Exercise details:
In the records that follow, the lines from the one containing "Target: perched bird" to the one containing "Target: thin twig", inclusive, are to be given again exactly.

Collected data:
--------------------

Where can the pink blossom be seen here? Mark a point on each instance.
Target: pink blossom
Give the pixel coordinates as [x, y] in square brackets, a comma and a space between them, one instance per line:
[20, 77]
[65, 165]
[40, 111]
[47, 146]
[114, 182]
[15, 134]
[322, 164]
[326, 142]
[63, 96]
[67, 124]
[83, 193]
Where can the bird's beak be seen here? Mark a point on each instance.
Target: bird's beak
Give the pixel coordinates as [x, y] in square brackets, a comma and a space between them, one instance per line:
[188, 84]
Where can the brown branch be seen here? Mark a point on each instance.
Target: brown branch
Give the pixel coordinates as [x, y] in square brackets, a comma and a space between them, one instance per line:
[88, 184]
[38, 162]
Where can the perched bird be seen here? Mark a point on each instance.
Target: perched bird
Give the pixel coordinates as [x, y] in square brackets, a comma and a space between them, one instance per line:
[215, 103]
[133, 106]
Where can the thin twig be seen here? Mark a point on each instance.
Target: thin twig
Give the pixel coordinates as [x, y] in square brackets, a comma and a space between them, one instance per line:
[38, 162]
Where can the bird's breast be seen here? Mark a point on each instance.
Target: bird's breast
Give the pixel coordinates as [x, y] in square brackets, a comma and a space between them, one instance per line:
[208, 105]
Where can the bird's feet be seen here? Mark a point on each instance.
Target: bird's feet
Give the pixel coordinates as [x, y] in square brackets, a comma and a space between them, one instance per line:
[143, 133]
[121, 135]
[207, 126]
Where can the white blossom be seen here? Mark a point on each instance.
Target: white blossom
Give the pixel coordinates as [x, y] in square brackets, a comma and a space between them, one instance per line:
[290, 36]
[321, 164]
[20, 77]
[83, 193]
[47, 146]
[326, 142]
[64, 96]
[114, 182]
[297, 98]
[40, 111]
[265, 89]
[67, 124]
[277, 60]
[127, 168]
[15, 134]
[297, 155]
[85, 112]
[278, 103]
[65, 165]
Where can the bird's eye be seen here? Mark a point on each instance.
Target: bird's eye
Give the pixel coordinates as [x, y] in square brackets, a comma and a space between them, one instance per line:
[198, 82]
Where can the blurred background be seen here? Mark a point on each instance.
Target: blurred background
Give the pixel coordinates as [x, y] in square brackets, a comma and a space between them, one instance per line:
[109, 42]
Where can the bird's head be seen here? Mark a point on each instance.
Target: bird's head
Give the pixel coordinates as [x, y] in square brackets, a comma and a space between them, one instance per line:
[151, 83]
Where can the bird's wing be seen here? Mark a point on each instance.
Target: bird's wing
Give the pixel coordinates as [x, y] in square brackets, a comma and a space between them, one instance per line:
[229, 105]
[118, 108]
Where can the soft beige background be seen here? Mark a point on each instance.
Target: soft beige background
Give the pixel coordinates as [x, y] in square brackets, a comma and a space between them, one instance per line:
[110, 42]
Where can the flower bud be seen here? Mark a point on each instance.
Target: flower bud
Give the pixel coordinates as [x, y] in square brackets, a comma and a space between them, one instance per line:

--------------------

Response for this exercise:
Target: perched bird
Give the pixel coordinates as [x, y] in square brackets, a comma and a space between them, one instance per line:
[215, 103]
[133, 106]
Where can the thin twig be seen here? Mark a point on each instance.
Target: thin twig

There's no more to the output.